§ **DIRECTIONS**:
In the items below, rewrite everything from the line containing "Wildlife camera-trap request: tag the man in tan" down to the line containing "point(122, 234)", both lines included, as a JSON list of strings with one string per line and blank lines left out. Leave out all other lines.

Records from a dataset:
--- BEGIN ---

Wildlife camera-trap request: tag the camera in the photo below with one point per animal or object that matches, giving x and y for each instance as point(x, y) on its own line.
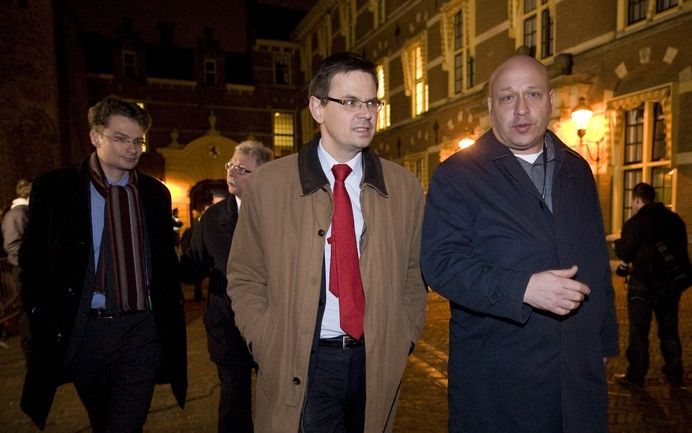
point(623, 269)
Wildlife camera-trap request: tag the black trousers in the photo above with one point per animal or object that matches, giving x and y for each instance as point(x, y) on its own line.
point(235, 401)
point(641, 305)
point(114, 371)
point(335, 401)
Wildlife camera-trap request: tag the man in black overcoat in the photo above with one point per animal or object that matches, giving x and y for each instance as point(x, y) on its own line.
point(652, 231)
point(208, 256)
point(99, 280)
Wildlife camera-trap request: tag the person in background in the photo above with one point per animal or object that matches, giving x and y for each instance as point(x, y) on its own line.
point(513, 237)
point(14, 222)
point(324, 273)
point(13, 227)
point(99, 280)
point(208, 256)
point(652, 230)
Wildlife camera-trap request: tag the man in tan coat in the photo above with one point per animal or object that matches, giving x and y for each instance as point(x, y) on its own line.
point(314, 375)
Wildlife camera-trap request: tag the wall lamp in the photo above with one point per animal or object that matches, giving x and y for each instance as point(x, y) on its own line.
point(581, 115)
point(465, 142)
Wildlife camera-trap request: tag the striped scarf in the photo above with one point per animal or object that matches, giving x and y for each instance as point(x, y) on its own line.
point(122, 234)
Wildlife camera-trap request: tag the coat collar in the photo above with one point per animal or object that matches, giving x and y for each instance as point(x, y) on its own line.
point(313, 178)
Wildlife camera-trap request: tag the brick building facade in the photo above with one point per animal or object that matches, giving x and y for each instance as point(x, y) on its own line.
point(631, 61)
point(203, 71)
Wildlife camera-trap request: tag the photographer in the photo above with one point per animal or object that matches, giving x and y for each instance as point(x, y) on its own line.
point(653, 247)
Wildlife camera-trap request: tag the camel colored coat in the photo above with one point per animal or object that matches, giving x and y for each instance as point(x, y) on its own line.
point(275, 278)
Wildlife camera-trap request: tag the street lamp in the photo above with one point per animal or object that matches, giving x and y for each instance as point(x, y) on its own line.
point(465, 142)
point(581, 115)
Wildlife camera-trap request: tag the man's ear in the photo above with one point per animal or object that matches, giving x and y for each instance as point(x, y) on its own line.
point(94, 137)
point(316, 109)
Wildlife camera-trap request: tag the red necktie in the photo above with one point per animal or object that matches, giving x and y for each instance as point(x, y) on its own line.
point(344, 271)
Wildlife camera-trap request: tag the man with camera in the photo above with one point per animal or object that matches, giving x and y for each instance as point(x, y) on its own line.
point(653, 247)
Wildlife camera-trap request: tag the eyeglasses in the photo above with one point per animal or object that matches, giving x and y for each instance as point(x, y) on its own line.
point(354, 104)
point(120, 139)
point(238, 169)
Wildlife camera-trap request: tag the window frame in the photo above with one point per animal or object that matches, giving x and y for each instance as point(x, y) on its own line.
point(129, 65)
point(281, 149)
point(384, 115)
point(659, 172)
point(210, 73)
point(458, 59)
point(414, 63)
point(276, 63)
point(544, 45)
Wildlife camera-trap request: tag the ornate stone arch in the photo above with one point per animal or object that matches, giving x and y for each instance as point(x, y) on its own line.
point(187, 165)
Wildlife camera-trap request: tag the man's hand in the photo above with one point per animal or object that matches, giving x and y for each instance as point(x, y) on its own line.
point(555, 291)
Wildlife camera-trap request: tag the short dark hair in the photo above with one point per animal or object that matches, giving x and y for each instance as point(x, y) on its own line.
point(23, 188)
point(334, 64)
point(113, 105)
point(261, 152)
point(644, 191)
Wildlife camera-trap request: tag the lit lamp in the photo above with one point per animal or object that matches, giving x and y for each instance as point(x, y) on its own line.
point(465, 142)
point(581, 114)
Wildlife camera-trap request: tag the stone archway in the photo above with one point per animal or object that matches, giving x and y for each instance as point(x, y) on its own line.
point(186, 165)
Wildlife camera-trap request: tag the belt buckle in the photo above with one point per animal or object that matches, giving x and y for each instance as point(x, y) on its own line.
point(102, 314)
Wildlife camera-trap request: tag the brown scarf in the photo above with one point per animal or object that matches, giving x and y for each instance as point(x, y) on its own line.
point(123, 235)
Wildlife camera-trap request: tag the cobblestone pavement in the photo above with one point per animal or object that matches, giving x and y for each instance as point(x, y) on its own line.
point(423, 406)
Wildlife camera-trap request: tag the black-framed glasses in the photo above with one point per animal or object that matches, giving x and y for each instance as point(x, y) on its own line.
point(238, 169)
point(355, 104)
point(121, 139)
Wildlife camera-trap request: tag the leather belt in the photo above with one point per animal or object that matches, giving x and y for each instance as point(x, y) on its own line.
point(100, 313)
point(344, 342)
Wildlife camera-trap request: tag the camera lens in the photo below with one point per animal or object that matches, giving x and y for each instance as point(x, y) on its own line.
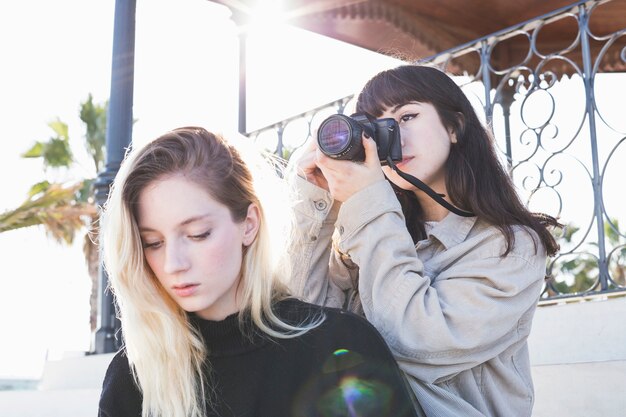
point(334, 135)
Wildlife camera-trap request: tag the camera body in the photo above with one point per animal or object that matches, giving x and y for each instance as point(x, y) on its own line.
point(339, 137)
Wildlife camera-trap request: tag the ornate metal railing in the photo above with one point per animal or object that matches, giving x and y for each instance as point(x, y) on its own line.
point(559, 133)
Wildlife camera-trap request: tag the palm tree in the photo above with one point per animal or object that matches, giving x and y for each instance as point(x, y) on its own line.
point(66, 210)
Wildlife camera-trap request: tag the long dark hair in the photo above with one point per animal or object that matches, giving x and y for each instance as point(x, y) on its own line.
point(475, 179)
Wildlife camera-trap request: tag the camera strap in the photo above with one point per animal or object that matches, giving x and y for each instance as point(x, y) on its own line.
point(439, 198)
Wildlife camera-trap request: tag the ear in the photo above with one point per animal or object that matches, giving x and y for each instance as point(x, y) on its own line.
point(458, 129)
point(251, 224)
point(452, 135)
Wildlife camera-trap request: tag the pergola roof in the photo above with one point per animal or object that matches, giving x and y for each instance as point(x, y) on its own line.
point(418, 29)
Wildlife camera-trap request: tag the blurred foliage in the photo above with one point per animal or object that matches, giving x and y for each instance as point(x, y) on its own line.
point(66, 210)
point(579, 272)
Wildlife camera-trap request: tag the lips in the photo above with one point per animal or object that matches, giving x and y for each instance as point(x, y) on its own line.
point(185, 290)
point(404, 161)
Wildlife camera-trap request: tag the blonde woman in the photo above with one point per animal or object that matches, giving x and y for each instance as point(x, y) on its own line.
point(208, 327)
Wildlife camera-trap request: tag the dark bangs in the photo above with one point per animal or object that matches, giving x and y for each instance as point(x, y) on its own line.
point(390, 88)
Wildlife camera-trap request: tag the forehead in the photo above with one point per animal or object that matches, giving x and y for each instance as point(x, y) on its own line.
point(173, 200)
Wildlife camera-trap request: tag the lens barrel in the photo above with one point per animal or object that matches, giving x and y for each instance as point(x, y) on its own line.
point(339, 137)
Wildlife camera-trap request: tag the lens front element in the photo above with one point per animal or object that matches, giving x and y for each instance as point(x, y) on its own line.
point(334, 135)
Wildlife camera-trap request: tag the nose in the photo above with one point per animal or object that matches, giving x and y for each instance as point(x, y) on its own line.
point(176, 259)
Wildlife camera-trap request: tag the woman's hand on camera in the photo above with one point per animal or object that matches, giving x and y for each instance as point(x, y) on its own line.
point(306, 164)
point(345, 178)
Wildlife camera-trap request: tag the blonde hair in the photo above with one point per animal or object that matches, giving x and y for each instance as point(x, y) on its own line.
point(165, 351)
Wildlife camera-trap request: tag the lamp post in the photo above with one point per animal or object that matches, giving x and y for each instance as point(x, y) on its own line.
point(118, 138)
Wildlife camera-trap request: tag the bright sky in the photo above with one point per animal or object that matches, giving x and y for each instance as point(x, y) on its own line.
point(55, 53)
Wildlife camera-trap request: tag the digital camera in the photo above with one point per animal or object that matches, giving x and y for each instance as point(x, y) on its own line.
point(339, 137)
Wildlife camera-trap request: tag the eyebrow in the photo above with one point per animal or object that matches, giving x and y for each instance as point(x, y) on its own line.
point(183, 223)
point(399, 106)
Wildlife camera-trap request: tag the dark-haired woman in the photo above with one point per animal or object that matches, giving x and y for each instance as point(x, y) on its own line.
point(453, 296)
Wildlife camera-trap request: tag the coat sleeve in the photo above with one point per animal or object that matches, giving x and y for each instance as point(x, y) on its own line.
point(436, 328)
point(317, 275)
point(120, 395)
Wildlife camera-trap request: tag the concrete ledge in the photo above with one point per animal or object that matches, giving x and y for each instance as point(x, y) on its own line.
point(54, 403)
point(580, 390)
point(579, 332)
point(75, 373)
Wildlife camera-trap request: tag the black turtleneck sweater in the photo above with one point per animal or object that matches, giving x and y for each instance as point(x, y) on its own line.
point(341, 368)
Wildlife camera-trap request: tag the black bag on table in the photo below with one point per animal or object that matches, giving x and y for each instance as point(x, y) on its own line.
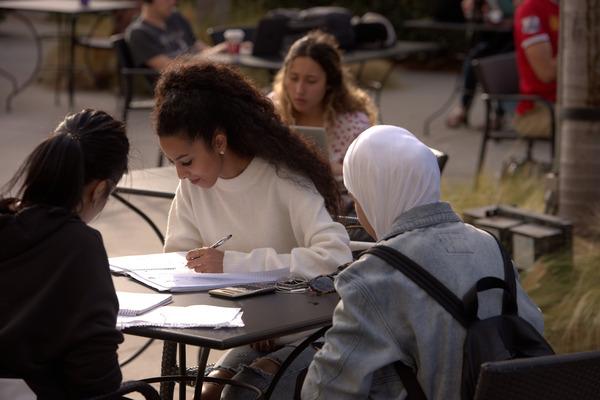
point(373, 31)
point(503, 337)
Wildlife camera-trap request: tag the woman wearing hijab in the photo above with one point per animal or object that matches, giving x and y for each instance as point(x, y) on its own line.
point(383, 317)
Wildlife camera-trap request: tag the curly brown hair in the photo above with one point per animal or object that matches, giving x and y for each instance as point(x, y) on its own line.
point(199, 99)
point(342, 95)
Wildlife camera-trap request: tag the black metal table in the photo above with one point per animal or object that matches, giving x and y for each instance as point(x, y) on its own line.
point(265, 317)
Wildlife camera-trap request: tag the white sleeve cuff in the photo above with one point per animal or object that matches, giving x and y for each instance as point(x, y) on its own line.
point(543, 37)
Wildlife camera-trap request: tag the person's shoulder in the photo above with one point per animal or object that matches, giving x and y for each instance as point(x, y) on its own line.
point(82, 236)
point(177, 18)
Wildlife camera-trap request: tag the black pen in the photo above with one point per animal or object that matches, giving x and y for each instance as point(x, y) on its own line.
point(220, 242)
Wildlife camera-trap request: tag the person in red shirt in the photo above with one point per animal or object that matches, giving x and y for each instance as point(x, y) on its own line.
point(536, 43)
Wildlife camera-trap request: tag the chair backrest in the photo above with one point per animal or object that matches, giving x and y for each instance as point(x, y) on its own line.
point(441, 157)
point(121, 47)
point(565, 376)
point(217, 33)
point(498, 74)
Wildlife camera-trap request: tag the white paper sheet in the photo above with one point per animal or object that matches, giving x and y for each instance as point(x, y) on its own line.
point(166, 272)
point(186, 317)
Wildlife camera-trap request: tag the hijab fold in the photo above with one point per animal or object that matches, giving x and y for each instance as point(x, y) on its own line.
point(389, 171)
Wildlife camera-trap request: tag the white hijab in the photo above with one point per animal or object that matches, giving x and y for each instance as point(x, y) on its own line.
point(389, 171)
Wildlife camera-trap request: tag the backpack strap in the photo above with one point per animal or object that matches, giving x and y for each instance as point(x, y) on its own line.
point(426, 281)
point(410, 382)
point(509, 286)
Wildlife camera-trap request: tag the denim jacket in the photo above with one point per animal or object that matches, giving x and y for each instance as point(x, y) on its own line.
point(383, 316)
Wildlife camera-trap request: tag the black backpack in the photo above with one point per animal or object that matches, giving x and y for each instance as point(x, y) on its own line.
point(281, 27)
point(502, 337)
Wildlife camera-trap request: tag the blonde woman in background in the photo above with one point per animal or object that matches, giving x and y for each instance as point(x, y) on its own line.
point(314, 89)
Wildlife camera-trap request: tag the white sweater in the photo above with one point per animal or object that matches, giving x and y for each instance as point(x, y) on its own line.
point(276, 222)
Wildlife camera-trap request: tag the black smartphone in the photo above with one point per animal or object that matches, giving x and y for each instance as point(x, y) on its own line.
point(240, 291)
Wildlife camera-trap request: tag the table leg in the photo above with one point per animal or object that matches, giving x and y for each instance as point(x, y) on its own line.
point(202, 361)
point(38, 61)
point(141, 214)
point(182, 370)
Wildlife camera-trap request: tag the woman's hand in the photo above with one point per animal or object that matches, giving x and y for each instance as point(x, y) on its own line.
point(205, 259)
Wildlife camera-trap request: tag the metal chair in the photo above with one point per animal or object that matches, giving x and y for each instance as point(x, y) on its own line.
point(499, 79)
point(556, 377)
point(127, 74)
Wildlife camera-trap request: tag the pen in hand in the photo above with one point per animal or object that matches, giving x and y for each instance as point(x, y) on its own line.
point(220, 242)
point(216, 244)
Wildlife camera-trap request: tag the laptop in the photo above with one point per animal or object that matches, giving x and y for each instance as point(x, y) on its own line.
point(315, 134)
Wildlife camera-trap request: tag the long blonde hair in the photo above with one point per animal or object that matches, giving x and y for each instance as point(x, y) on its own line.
point(342, 94)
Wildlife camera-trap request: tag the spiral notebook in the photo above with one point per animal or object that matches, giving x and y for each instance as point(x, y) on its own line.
point(133, 304)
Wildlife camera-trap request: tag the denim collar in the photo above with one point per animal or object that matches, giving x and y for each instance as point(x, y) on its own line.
point(423, 217)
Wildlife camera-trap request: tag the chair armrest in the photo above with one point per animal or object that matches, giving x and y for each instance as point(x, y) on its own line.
point(144, 388)
point(139, 71)
point(518, 97)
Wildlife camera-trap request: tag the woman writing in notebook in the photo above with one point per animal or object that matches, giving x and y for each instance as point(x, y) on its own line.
point(53, 266)
point(314, 89)
point(243, 173)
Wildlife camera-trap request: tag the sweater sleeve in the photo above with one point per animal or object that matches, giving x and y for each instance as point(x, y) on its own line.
point(90, 364)
point(323, 244)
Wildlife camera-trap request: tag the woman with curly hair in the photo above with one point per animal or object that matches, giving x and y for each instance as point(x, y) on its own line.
point(61, 263)
point(243, 173)
point(314, 89)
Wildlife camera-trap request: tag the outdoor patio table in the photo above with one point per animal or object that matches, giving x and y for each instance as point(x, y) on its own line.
point(69, 9)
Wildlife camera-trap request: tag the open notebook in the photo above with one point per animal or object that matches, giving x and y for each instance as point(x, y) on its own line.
point(167, 272)
point(132, 304)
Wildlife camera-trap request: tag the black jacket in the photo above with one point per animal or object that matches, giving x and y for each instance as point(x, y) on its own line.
point(58, 306)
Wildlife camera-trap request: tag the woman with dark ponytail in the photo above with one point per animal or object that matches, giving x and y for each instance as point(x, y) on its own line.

--- END ---

§ **THE REPLY**:
[
  "Wildlife camera-trap request: tag the man in tan coat in the photo above with one point per animal or object that matches, giving x and y for each instance as point(x, y) on its own line.",
  "point(314, 375)",
  "Wildlife camera-trap request: tag the wall lamp in the photo above with one point per animal or object that matches, giving x and y for each instance as point(x, y) on its own line.",
  "point(581, 115)",
  "point(465, 142)",
  "Wildlife camera-trap request: tag the striped scarf in the photo above with one point per animal or object that matches, giving x and y for each instance as point(x, y) on its own line.",
  "point(122, 234)"
]